Entries for pointing and labeling:
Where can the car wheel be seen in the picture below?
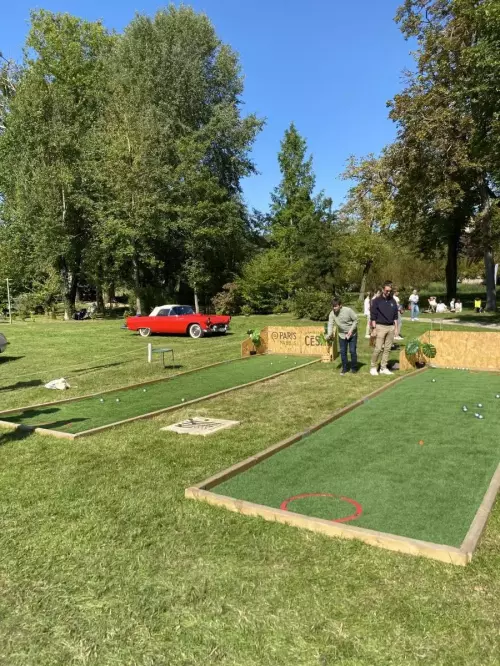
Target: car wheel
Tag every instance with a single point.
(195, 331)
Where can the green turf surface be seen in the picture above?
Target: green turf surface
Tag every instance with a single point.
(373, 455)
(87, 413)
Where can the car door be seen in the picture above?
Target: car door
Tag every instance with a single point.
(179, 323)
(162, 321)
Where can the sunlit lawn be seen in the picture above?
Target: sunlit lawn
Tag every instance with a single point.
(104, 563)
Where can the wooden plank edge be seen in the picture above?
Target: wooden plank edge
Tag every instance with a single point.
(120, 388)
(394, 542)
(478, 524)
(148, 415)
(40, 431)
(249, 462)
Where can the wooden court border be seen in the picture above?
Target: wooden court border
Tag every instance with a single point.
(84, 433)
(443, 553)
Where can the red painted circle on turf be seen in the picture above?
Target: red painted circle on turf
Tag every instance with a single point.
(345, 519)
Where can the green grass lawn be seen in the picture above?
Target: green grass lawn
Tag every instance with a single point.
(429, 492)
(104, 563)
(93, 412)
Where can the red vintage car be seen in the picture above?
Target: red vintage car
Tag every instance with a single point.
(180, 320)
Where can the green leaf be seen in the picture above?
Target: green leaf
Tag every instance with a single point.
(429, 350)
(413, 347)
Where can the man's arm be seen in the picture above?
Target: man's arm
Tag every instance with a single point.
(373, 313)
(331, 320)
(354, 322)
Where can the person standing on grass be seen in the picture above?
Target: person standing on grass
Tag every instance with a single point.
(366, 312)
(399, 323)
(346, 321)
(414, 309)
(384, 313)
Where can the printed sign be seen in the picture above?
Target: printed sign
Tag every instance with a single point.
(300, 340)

* [Description of the task]
Rewrite all of the data above with "single point" replaced by "one point" and everything else left unchanged. Leave the picture out of your answer.

* [Task solution]
Where can the car wheel be seen in the picture below?
Target: car wheel
Tag every instance with a one point.
(195, 331)
Where can the green turf surface be seen in the picture above?
Target: green turf surface
Tag every instance with a one point.
(373, 455)
(87, 413)
Where can the car door be seen in the picture above?
Target: car door
Tag every instance with a one point.
(179, 323)
(162, 321)
Where can the sunlit lawn be seen in the picture above?
Target: sunlit lawn
Tag every instance with a one point.
(104, 563)
Where can the wooden plank edge be seen in the picture above?
Target: wooden plank edge
Tag every instance with a one point.
(120, 388)
(394, 542)
(478, 524)
(148, 415)
(40, 431)
(249, 462)
Where can the wooden court border be seen in the picture above?
Target: wooden court border
Tag every instance with a one point.
(84, 433)
(443, 553)
Where can the red painted circle on turf be seen in the picture above?
Target: red painted circle on turf
Tag every instance with a one point.
(345, 519)
Where can the green grass lawn be seen in the picture above?
Target: green grass lawn
Tag every instance with a one point.
(429, 492)
(104, 563)
(93, 412)
Where can the red vintage car be seen in the picture above?
Target: red vintage car
Tag every instance with a one point.
(180, 320)
Where can the green leaf be seen in the picture above?
Target: green leaf
Tag every instance with a one point.
(429, 350)
(413, 347)
Where can the man's arm be seen in the picture above?
Target: man's arm
Tag every instance with a one point.
(373, 313)
(331, 320)
(354, 322)
Where can the person standing on grass be seen in the picture above?
Target: person standing on grass
Tag every instance with a one point.
(366, 312)
(399, 323)
(346, 321)
(414, 309)
(384, 313)
Where can the printed sign be seen in the picture above?
Target: printed sign
Tag every instance with a one point.
(300, 340)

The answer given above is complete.